Activities:
1: Answer these from the article about the Ritter community fridge:
(a) Who is the president of Temple Sharing Excess?
(b) On what date did Cherry Pantry staff inform the student organizations of the move?
(c) To what location was the fridge in Ritter Annex going to be moved?
2: Can you continue the article about the Ritter community fridge, starting after its last sentence?

Ritter community fridge relocated

The decision came after a reevaluation of the Cherry Pantry’s electrical system.

After removing the fridge from Ritter Annex, One Health Club and Sharing Excess have collaborated with Cherry Pantry to find a replacement. | MOLLY FISKE / THE TEMPLE NEWS

When Olivia Weaver, president of Temple Sharing Excess, learned the Ritter community fridge was being relocated, she was shocked. 

“We collaborate with them all the time, so there’s such a streamline of communication between all of us, in previous projects, we were continuously talking about plans and goals, so I think for that to be the first we heard of it, we were just a little taken aback by that,” said Weaver, a senior gender, sexuality and women’s studies and communication and social influence double major.

Temple Sharing Excess, a chapter of the Philadelphia nonprofit, and Temple One Health Club, a chapter of the sustainability organization One Health Initiative, work together to operate the Ritter community fridge. On Jan. 27, the student organizations were informed by Cherry Pantry staff that the fridge in Ritter Annex would be moved to the Cherry Pantry in the Howard Gittis Student Center.

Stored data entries

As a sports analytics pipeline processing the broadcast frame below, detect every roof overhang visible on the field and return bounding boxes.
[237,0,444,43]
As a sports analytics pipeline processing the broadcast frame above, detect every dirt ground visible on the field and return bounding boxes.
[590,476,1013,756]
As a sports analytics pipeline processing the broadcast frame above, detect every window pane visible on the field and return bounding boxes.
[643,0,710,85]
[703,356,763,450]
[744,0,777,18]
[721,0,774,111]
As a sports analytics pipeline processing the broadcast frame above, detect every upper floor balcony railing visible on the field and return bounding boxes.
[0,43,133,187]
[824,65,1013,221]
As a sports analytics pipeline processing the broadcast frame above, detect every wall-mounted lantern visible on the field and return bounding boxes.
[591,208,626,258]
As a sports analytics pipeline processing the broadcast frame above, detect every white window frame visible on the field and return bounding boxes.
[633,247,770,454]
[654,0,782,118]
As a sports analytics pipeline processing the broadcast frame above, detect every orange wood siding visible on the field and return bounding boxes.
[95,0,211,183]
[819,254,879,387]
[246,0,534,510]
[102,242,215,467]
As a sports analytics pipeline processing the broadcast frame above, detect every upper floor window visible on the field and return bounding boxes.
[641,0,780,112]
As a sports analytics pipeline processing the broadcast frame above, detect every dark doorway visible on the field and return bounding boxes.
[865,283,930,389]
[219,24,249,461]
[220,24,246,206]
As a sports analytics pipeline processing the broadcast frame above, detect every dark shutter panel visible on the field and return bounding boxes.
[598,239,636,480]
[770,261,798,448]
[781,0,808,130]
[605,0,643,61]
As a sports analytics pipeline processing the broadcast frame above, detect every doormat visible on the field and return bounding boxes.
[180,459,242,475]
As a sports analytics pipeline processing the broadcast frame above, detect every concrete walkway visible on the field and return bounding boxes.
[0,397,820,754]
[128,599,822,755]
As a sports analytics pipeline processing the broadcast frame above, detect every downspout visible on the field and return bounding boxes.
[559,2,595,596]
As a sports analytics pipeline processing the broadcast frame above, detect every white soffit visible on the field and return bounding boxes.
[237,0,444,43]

Numbered responses:
1:
(a) Olivia Weaver
(b) Jan. 27
(c) The Cherry Pantry in the Howard Gittis Student Center

2:
The decision came after a reevaluation of the electrical system in the Cherry Pantry revealed the space in the Student Center could support a fridge, wrote Annette Ditolvo, coordinator of Cherry Pantry, in an email to The Temple News.

“We believe there is an injustice taking place and we’re incredibly disappointed in the handling of this whole situation,” OHC wrote in a statement on Jan. 31. “We support the Cherry Pantry’s mission and we celebrate any and all long term goals they hold, but we wish it wasn’t gained on the backs of the community.”

Since the fridge was removed, OHC and Temple Sharing Excess have worked with Cherry Pantry to find a replacement fridge. Cherry Pantry staff has connected Temple OHC and Sharing Excess with the Social Service Annex to find a new fridge loaned to the clubs as a replacement for the Ritter community fridge.

“This refrigerator should be in the space as soon as next week,” Ditolvo wrote. “Pantry staff are committed to working with both student organizations for a longer term solution.”

The collaboration between Temple Sharing Excess and OHC began last spring after discovering they could not secure refrigeration for the Cherry Pantry, they decided to utilize the already-existing refrigerator in Ritter Annex for produce storage and distribution.

Most of the supplies for the Ritter community fridge were contributed by Sharing Excess, which connects businesses that have a food surplus with people facing food insecurity. Temple’s chapter of Sharing Excess then works with OHC to coordinate produce distribution events, which are typically biweekly.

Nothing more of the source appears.